### SUPPLIED DATA
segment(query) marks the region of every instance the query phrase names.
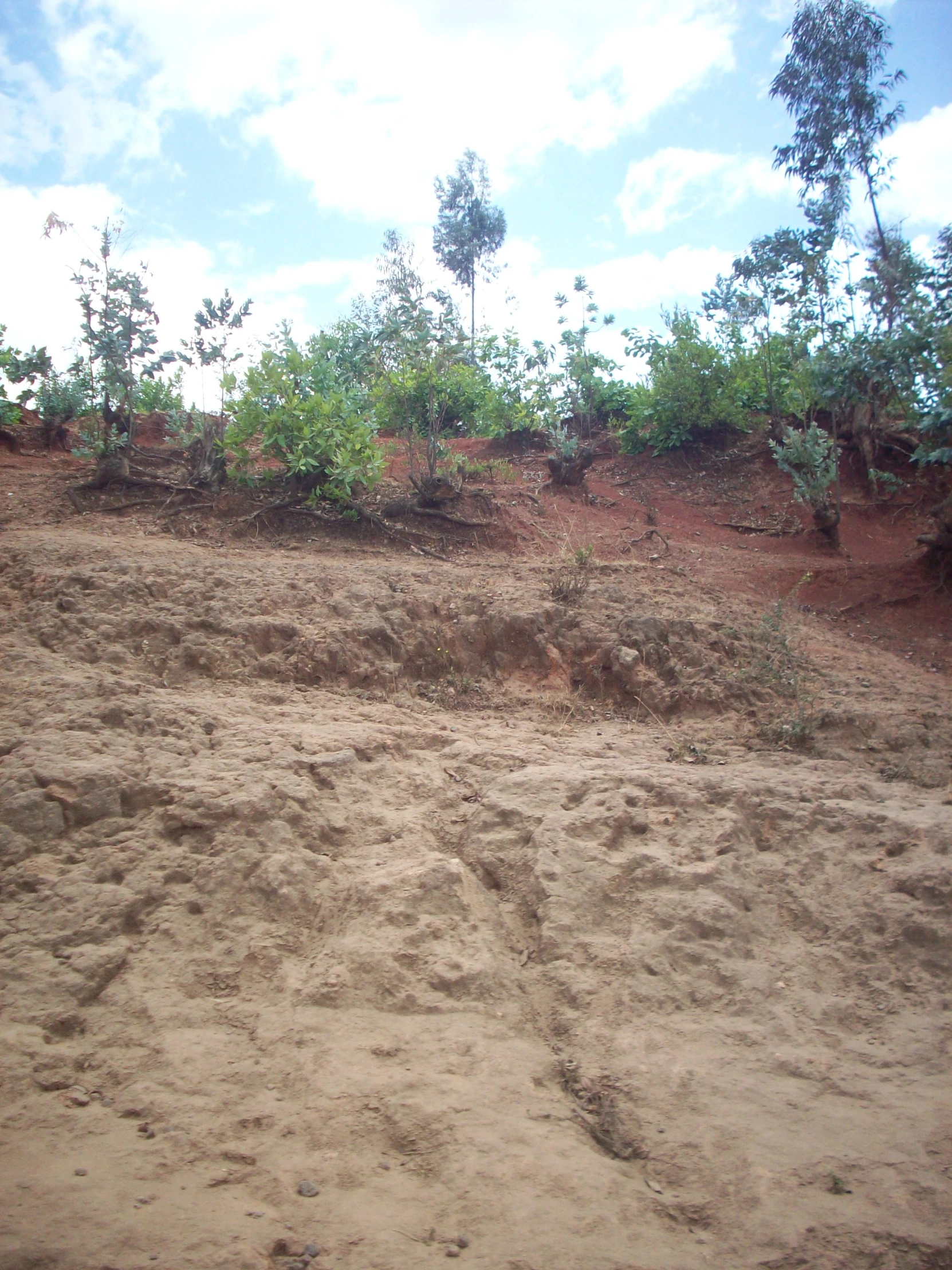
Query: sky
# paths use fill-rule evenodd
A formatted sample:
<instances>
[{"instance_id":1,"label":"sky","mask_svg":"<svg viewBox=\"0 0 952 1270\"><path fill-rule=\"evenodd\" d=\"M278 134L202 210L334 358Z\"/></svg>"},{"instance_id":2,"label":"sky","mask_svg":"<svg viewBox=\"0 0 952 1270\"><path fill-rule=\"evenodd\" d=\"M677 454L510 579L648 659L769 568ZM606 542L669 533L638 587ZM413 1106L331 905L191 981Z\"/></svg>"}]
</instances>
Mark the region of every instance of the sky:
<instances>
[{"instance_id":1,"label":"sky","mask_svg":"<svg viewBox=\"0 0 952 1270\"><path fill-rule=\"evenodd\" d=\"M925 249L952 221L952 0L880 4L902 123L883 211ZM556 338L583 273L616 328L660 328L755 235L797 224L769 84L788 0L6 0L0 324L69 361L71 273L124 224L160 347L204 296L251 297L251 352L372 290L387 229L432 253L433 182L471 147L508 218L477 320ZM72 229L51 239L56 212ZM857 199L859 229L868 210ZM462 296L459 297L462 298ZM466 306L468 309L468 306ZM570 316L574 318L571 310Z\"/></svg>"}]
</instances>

### WHAT THE TASK ASKS
Arrange the data above as a two-column CSV with the headers instruction and output, giving one row for each thing asked: its wording goes in the first column and its reply in the second. Put every field in quotes, replace line breaks with spaces, and leave the pictures out.

### CORRECT ANSWER
instruction,output
"segment(query) marks the region of every instance the query phrase names. Query: sky # paths use fill-rule evenodd A formatted sample: <instances> [{""instance_id"":1,""label"":""sky"",""mask_svg"":""<svg viewBox=\""0 0 952 1270\""><path fill-rule=\""evenodd\"" d=\""M278 134L202 210L334 358Z\""/></svg>""},{""instance_id"":2,""label"":""sky"",""mask_svg"":""<svg viewBox=\""0 0 952 1270\""><path fill-rule=\""evenodd\"" d=\""M677 454L510 579L648 659L769 568ZM606 542L669 533L638 587ZM413 1106L331 905L191 981Z\""/></svg>""}] </instances> Mark the region of every instance of the sky:","<instances> [{""instance_id"":1,""label"":""sky"",""mask_svg"":""<svg viewBox=\""0 0 952 1270\""><path fill-rule=\""evenodd\"" d=\""M925 249L952 221L952 0L880 4L902 123L883 211ZM556 338L583 273L616 328L660 328L755 235L797 224L769 84L788 0L6 0L0 324L69 361L71 273L124 224L160 347L204 296L251 297L251 352L372 290L387 229L432 253L433 182L471 147L508 218L477 320ZM72 229L51 239L56 212ZM857 199L859 229L868 210ZM462 296L459 297L462 298ZM466 306L468 309L468 306ZM570 316L574 318L571 310Z\""/></svg>""}] </instances>"